▸ PROBLEM
Report every line of the records below that contains the string "outstretched", copying each such line in full. Case counts, so match the capitalization given.

▸ SUPPLIED MATERIAL
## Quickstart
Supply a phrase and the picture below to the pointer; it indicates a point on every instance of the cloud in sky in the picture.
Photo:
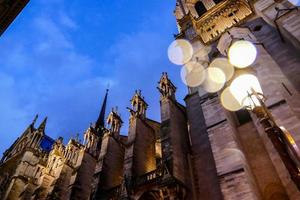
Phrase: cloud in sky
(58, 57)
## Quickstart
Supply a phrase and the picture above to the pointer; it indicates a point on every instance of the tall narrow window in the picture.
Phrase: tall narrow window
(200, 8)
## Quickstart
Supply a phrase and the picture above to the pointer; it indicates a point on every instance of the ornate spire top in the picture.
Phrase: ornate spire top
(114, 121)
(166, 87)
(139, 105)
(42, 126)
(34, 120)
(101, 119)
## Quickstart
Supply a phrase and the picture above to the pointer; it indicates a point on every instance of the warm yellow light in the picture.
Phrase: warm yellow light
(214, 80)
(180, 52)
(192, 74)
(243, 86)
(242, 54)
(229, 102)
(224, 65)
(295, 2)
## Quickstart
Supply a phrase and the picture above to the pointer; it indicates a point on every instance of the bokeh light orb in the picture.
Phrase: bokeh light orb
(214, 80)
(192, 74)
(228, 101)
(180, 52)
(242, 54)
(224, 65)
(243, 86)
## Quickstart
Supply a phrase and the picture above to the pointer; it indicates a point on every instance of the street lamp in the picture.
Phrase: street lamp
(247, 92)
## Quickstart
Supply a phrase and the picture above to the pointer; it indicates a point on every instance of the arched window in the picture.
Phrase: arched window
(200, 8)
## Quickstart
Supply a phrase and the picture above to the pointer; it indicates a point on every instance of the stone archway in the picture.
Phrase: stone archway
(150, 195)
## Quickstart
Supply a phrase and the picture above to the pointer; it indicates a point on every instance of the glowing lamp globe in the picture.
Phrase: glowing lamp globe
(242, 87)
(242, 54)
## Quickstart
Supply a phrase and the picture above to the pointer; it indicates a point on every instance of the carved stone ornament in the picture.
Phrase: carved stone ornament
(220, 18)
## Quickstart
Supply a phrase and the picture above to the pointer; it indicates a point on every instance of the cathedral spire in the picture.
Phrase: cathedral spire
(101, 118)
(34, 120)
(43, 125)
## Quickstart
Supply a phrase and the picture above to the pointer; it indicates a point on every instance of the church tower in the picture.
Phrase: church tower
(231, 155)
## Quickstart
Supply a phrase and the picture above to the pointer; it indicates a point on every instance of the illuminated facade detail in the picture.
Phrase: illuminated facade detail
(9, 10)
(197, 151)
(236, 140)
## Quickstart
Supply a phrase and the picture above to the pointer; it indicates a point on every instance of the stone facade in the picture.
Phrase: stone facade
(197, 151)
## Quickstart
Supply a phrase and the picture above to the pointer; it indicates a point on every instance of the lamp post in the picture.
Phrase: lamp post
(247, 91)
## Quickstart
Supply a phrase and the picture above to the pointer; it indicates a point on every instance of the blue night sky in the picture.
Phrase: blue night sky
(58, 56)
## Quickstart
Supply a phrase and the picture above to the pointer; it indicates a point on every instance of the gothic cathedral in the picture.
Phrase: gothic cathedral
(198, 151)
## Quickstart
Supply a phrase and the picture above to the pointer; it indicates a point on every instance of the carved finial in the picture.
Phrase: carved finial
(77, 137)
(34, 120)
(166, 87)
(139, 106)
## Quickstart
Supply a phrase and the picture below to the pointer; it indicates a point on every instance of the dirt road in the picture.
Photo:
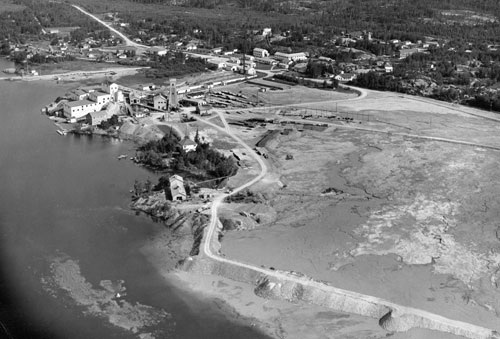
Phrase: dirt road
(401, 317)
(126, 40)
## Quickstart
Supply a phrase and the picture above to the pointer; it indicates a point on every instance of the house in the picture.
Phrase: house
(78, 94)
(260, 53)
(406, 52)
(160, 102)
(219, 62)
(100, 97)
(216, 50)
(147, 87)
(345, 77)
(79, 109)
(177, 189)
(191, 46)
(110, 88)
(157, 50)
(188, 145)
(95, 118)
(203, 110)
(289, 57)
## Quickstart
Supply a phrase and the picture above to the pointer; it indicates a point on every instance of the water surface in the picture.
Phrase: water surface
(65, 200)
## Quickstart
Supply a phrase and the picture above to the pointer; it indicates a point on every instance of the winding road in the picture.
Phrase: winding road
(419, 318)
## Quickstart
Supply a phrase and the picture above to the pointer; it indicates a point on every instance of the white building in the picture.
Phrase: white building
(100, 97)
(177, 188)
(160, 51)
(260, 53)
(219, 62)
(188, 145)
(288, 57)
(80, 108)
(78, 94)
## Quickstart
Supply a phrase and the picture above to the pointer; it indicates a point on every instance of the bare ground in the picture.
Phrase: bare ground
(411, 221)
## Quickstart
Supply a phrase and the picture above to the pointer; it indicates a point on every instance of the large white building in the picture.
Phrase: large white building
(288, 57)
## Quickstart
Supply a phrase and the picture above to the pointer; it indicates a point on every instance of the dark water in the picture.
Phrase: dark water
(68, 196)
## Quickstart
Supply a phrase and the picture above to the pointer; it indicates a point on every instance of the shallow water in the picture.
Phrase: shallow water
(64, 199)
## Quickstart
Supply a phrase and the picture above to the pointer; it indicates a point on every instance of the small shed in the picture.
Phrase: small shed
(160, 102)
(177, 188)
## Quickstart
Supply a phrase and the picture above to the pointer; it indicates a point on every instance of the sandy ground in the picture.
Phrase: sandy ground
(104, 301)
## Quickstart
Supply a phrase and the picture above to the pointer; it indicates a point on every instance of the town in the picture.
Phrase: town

--

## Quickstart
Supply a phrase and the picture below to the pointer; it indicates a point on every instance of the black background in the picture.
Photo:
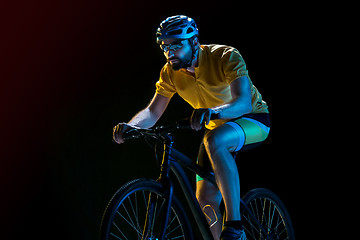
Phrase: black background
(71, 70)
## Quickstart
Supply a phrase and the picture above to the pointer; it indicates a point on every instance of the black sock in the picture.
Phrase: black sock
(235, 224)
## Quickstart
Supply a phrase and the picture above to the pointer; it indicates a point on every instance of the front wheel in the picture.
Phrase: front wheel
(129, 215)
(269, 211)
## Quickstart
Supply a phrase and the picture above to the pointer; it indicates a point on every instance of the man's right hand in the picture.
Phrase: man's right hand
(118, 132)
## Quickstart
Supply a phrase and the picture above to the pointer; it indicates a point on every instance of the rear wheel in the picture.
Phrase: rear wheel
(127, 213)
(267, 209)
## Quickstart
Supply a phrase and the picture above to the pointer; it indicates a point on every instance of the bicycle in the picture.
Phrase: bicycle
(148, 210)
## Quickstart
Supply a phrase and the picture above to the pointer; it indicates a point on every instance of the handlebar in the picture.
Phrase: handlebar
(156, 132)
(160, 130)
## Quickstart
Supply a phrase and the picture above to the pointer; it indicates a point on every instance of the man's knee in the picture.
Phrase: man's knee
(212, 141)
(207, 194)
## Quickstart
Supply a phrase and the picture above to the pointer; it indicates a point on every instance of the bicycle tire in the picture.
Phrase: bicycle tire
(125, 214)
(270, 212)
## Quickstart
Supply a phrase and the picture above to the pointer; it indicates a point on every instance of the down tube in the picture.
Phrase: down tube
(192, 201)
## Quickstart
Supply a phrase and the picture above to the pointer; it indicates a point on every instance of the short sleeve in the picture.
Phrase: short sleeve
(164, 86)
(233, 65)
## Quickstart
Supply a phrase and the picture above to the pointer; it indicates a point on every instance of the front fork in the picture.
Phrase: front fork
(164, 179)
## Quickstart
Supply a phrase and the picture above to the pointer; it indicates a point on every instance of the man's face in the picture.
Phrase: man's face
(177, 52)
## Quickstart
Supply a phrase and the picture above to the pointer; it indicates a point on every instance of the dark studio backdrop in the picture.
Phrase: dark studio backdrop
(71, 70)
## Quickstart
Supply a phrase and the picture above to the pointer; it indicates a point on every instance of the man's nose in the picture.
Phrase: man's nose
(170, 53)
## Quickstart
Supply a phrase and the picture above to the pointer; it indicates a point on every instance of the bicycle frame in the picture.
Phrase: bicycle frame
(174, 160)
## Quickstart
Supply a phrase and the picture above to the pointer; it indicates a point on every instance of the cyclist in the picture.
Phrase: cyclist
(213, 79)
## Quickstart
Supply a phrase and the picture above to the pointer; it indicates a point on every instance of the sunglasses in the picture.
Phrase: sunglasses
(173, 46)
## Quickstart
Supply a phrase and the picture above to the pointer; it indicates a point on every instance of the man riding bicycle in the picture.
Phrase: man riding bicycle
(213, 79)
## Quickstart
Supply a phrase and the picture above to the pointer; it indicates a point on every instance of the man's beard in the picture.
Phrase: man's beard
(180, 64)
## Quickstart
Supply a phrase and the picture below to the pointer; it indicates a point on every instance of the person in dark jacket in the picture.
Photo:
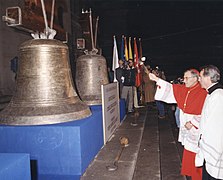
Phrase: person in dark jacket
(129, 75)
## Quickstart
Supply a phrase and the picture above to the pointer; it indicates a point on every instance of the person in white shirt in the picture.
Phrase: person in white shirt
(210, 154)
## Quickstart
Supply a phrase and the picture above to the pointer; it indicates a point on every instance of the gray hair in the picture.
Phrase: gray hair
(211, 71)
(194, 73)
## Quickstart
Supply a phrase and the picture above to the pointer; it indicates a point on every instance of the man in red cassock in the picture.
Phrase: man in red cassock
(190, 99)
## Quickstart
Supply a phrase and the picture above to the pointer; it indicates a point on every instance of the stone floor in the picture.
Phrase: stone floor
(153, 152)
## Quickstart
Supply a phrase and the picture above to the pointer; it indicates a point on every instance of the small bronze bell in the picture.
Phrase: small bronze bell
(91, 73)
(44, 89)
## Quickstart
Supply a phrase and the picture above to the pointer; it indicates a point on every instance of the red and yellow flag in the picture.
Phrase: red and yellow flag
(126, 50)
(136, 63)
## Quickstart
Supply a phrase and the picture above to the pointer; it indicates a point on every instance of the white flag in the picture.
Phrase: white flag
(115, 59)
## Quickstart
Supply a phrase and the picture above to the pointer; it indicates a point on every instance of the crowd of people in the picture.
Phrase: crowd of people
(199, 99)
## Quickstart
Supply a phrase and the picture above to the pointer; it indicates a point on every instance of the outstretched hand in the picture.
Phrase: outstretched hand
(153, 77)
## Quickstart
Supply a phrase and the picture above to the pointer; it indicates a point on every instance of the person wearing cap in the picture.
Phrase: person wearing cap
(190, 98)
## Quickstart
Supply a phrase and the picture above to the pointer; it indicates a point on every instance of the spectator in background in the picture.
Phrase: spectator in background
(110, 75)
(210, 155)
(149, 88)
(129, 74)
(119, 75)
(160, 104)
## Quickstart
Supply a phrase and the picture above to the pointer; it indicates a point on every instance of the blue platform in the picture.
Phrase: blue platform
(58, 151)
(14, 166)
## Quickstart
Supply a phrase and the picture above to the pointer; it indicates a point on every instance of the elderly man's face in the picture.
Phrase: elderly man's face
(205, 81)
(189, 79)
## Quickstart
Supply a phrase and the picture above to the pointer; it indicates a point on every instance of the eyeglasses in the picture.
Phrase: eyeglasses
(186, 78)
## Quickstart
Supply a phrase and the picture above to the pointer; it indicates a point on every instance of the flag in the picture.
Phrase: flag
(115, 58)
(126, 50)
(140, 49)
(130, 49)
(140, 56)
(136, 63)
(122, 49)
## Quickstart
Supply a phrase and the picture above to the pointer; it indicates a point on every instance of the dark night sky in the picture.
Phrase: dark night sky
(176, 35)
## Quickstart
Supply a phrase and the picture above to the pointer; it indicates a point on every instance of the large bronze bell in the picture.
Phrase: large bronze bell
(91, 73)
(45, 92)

▸ COMPLETE RESPONSE
Supply a phrase and the picture above to the pointer; it indicates a point on every instance of the outstretched hand in the picture.
Phrase: outstretched hand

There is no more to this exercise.